## Given exercise 1
Decide whether each statement below agrees with the forum thread on planting trees. Answer yes or no for each, and quote the deciding words from the thread.
(a) The Civilian Conservation Corps operated from 1933 to 1945.
(b) At one time the Corps comprised 300,000 people.
(c) The writer's town was almost abandoned in the late 1800s.

## Reading passage
If the desert expands that will most likely definitely destroy the areas.

And while trees will use a lot of water (somewhat depending on specie I think)
they'd hopefully also provide protection against direct sunlight for a more
diverse ecosystem to establish.

Compared to the Midwestern way of pumping groundwater only to grow seasonal
crops this seems like a good step in a better direction.

------
ideonexus
This reminds me of Roosevelt's Civilian Conservation Corps from 1933 to 1942,
which at one time comprised 300,000 people and planted over 3 billion trees in
America to combat the extensive deforestation brought by industry[1]. The town
where I live was almost abandoned at one point in the early 1900s because our
local sawmill had stripped the surrounding area of all trees for miles. It was
the CCC that brought them back.

I think preserving our commons is the most important role of government.

[1]
[https://en.wikipedia.org/wiki/Civilian_Conservation_Corps](https://en.wikipedia.org/wiki/Civilian_Conservation_Corps)

## Supplied entries
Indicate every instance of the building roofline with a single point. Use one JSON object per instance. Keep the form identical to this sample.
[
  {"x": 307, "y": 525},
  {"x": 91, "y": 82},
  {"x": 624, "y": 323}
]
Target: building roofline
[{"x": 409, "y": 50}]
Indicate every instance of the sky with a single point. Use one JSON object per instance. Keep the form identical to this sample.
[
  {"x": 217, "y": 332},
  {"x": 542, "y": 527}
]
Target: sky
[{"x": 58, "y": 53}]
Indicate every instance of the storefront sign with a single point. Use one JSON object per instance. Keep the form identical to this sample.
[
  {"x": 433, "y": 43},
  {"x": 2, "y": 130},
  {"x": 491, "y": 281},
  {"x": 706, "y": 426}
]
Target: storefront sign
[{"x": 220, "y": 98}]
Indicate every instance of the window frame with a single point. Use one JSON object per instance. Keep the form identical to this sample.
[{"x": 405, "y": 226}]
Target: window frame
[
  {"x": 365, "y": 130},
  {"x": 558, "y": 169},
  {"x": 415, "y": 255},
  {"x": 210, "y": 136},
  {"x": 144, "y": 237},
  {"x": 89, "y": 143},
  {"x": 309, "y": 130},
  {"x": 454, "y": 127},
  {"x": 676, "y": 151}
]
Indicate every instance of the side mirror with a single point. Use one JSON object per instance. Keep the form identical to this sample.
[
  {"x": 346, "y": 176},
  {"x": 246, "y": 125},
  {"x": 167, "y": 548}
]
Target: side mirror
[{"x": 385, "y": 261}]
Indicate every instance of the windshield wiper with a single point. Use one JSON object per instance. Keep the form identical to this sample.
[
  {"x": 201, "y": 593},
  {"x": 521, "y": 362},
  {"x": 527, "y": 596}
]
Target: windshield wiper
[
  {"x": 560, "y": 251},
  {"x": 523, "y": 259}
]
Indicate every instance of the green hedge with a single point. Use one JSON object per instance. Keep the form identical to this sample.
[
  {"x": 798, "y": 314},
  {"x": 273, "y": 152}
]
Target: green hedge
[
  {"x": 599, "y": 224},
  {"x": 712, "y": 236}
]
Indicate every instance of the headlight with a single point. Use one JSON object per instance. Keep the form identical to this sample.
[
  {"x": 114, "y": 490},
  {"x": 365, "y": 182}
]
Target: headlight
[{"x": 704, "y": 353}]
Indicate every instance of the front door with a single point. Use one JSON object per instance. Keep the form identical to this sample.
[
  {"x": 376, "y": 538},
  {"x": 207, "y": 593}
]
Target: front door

## Given exercise 2
Substitute "boxwood hedge" for "green hedge" in the records, from the line with "Indicate every instance of the green" up to and including the last line of the records. Write those lines out again with nothing else altered.

## Output 1
(a) No: "from 1933 to 1942"
(b) Yes: "which at one time comprised 300,000 people"
(c) No: "was almost abandoned at one point in the early 1900s"

## Output 2
Indicate every instance of the boxwood hedge with a single point. Use one JSON object per instance. Keep the form identical to this sample.
[
  {"x": 798, "y": 314},
  {"x": 273, "y": 152}
]
Target: boxwood hedge
[
  {"x": 599, "y": 224},
  {"x": 712, "y": 236}
]
Indicate every instance of the headlight with a single point. Use one JSON object per instance. Keep the form identical to this sample.
[
  {"x": 114, "y": 490},
  {"x": 365, "y": 182}
]
Target: headlight
[{"x": 704, "y": 353}]
Indicate every instance of the front door with a single point. Use one JSON object per instance. Keep the form identical to this sample.
[
  {"x": 376, "y": 538},
  {"x": 207, "y": 593}
]
Target: front door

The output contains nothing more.